Quote the records below word for word, starting at the line that contains "Objective — one dot on each instance of the groom's dark" and ending with the last line of the records.
[Start EXERCISE MATERIALS]
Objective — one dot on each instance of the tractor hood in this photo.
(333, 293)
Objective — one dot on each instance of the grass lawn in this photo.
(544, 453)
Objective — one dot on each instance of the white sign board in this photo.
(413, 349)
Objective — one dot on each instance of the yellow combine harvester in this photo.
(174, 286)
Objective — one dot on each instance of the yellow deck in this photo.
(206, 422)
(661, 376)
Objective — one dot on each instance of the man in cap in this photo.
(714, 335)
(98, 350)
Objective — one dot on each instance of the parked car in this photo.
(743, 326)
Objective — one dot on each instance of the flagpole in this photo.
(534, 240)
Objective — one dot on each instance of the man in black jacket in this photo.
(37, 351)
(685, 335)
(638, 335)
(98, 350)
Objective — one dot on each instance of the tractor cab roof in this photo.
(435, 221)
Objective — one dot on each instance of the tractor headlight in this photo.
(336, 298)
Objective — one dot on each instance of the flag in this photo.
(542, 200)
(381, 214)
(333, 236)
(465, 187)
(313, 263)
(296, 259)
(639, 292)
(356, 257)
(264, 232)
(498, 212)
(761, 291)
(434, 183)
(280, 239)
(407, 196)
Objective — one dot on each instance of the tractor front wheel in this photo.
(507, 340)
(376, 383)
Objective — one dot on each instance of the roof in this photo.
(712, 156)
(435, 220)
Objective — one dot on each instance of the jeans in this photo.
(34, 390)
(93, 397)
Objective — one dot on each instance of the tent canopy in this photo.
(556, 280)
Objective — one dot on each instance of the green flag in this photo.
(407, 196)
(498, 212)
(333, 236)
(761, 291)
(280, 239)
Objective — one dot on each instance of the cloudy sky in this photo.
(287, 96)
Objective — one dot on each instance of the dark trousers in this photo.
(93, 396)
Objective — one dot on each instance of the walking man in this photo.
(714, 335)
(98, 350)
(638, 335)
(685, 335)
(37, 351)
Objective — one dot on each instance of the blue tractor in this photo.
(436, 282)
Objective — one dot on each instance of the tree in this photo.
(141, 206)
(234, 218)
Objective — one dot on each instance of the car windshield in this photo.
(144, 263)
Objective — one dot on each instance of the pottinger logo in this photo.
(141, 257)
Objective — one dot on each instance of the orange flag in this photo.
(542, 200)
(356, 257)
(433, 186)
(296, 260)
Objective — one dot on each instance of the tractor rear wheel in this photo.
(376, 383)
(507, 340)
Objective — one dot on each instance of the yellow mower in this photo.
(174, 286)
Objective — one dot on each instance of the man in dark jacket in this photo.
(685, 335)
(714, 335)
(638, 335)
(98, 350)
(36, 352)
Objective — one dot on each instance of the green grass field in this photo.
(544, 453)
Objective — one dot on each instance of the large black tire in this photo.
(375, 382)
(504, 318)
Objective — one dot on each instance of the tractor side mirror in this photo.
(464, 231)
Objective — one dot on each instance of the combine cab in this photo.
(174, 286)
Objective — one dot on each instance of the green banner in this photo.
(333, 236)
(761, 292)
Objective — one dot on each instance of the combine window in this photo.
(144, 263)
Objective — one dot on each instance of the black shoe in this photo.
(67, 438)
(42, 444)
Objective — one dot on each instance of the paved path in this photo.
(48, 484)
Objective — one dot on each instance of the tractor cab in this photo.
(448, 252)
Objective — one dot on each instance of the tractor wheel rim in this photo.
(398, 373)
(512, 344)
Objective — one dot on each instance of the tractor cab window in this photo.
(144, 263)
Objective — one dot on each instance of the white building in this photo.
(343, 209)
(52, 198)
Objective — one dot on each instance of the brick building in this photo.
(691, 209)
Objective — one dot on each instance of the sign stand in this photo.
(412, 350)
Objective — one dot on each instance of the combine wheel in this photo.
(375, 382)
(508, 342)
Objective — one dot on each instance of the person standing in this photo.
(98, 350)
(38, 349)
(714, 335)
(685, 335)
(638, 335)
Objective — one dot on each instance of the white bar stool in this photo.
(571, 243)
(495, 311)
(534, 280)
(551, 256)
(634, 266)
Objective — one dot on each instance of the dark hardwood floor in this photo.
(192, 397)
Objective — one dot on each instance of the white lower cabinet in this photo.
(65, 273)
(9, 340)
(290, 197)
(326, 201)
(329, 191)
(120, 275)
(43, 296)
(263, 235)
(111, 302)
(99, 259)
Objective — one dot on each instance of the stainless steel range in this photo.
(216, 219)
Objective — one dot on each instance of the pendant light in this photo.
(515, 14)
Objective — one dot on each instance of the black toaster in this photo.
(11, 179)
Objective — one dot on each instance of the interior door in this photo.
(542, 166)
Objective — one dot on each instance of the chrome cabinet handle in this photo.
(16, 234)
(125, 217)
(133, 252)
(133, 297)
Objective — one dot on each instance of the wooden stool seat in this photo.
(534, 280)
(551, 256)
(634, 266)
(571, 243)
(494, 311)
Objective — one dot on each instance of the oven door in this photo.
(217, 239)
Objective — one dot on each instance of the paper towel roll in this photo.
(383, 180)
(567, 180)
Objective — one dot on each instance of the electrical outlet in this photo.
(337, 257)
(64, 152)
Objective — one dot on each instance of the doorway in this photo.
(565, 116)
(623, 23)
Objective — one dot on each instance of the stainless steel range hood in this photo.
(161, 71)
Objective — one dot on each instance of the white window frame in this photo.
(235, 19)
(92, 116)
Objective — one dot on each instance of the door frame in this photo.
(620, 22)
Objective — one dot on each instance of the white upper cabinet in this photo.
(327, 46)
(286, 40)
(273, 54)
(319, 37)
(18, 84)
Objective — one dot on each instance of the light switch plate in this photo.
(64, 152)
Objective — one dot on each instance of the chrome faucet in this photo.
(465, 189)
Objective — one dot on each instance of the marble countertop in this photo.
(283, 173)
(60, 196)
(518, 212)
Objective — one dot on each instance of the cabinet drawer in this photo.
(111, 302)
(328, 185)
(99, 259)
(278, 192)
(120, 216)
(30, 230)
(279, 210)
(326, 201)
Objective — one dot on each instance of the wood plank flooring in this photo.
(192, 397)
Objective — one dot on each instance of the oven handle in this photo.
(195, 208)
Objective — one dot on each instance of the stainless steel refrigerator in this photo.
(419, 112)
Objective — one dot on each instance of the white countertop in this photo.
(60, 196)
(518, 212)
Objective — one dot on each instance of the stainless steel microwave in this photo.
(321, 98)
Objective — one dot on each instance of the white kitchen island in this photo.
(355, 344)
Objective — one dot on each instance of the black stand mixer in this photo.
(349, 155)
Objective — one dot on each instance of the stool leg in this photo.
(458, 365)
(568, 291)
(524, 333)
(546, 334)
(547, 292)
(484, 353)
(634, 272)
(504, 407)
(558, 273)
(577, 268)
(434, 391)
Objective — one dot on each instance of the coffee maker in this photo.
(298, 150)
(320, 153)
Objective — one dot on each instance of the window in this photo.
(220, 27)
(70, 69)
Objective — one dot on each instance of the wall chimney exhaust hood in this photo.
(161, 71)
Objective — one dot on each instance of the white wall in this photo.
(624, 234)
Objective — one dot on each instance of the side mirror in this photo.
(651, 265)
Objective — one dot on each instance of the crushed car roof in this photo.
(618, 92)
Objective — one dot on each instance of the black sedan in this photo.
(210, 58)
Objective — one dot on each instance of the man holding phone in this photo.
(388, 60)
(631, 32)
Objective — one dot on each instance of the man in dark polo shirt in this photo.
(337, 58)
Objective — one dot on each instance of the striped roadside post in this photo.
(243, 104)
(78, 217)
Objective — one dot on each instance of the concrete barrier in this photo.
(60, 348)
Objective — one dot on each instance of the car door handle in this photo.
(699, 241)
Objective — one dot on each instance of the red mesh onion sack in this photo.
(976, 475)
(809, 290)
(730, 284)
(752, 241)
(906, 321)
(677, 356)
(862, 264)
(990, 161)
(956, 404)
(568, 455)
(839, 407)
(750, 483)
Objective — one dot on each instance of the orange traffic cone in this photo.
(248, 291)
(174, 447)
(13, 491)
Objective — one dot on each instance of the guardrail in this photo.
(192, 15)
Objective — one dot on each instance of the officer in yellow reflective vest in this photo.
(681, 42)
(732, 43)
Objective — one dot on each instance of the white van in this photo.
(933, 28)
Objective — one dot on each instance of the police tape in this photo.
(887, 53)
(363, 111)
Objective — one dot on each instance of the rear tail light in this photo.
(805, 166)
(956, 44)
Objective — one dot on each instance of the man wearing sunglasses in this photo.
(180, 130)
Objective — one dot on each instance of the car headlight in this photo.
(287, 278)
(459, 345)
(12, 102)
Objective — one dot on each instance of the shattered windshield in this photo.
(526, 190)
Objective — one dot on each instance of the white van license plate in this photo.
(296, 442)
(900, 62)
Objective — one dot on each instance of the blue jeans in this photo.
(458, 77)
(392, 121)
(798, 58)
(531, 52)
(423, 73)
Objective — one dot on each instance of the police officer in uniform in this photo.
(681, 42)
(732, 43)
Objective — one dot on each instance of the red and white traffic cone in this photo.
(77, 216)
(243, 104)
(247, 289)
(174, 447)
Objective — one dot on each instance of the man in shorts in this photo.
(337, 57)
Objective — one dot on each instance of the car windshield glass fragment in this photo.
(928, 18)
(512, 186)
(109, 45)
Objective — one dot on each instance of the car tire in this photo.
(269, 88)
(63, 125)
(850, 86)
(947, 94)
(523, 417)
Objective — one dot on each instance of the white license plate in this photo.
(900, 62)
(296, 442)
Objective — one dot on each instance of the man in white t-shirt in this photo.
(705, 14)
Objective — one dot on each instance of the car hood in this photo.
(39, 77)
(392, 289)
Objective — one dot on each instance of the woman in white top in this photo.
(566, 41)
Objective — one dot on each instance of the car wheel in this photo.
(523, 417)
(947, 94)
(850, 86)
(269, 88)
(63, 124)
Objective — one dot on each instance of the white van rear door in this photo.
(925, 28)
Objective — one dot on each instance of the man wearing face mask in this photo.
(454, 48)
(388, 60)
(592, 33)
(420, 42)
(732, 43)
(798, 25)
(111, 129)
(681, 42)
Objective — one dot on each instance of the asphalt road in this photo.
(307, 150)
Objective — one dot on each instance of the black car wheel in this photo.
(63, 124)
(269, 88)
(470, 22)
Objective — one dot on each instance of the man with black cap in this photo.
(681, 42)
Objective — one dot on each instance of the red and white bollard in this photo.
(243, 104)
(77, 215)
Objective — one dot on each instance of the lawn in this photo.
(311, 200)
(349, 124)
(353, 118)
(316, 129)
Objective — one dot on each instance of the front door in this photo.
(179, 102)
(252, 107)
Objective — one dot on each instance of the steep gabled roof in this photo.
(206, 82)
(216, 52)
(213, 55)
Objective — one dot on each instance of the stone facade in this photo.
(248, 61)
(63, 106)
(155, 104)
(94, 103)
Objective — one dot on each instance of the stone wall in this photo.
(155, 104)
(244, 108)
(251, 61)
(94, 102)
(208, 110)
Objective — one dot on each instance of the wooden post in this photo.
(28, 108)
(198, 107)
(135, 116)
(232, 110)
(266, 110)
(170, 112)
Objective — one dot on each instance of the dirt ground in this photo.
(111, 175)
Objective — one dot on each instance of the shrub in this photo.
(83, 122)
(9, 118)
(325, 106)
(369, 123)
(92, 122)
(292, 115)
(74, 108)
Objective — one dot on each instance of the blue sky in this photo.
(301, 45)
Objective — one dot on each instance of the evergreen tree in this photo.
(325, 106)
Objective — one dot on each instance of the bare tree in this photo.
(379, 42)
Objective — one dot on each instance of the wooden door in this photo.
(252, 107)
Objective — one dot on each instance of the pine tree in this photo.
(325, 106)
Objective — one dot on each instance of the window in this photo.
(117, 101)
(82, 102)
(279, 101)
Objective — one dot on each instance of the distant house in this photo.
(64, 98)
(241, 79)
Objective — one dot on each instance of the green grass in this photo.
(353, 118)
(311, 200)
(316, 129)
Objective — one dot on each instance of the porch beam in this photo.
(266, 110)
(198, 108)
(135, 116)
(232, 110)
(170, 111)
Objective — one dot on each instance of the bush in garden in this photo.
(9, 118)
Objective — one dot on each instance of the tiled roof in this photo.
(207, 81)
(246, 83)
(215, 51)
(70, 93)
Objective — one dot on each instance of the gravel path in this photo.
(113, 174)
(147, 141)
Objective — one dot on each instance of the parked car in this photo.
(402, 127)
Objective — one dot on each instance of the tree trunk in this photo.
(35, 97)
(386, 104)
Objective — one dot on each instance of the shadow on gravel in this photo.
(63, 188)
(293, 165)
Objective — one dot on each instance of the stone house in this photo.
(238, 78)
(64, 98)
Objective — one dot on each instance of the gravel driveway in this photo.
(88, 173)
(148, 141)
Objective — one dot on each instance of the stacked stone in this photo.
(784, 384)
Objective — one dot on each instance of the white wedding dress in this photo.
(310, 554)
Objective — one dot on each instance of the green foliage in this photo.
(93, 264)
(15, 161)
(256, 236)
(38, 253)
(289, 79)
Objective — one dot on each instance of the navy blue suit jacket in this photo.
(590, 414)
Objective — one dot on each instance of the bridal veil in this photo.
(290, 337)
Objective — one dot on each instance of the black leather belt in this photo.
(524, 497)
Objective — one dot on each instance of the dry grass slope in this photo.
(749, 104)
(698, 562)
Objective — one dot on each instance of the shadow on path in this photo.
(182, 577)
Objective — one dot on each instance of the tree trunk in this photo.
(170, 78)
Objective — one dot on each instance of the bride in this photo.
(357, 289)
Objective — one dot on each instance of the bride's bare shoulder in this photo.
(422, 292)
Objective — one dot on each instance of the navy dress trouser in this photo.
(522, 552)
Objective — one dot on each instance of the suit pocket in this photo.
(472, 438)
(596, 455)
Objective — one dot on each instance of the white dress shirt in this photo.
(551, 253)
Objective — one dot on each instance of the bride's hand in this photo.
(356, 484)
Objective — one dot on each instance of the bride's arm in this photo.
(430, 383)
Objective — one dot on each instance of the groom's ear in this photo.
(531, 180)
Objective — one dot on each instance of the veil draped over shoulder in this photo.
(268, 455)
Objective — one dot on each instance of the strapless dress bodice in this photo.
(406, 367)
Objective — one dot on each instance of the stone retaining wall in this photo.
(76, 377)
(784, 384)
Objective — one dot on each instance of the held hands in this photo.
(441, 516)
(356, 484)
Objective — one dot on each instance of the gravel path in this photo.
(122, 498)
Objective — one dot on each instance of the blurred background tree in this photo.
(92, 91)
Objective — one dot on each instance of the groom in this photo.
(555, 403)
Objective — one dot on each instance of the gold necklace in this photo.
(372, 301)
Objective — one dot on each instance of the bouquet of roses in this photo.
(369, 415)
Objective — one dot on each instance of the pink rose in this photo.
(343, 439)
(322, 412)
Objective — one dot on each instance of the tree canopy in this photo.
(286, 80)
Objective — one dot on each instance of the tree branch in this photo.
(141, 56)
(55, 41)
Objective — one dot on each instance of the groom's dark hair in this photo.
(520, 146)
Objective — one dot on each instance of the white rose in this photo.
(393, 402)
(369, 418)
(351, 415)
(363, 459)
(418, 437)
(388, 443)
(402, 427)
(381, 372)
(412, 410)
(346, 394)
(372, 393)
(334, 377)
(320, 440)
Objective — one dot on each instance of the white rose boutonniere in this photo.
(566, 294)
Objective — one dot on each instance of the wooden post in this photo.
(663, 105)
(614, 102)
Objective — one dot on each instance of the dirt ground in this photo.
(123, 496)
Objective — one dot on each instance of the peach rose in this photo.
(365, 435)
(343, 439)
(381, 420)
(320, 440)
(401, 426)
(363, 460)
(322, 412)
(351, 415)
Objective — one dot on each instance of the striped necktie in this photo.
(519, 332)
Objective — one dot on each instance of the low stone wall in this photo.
[End EXERCISE MATERIALS]
→ EXERCISE ANSWER:
Objective — one dot on each instance of the groom's dark hair in this photo.
(520, 146)
Objective — one dot on each instance of the white rose in this photo.
(393, 402)
(369, 418)
(351, 415)
(363, 459)
(418, 437)
(388, 443)
(402, 427)
(381, 372)
(412, 410)
(346, 394)
(372, 393)
(334, 377)
(320, 440)
Objective — one dot on each instance of the white rose boutonniere in this photo.
(566, 294)
Objective — one dot on each instance of the wooden post in this photo.
(663, 105)
(614, 102)
Objective — one dot on each instance of the dirt ground in this photo.
(123, 496)
Objective — one dot on each instance of the peach rose in this photo.
(365, 435)
(343, 439)
(381, 420)
(320, 440)
(401, 426)
(363, 460)
(322, 412)
(351, 415)
Objective — one dot on each instance of the striped necktie in this photo.
(519, 332)
Objective — one dot on each instance of the low stone wall in this photo.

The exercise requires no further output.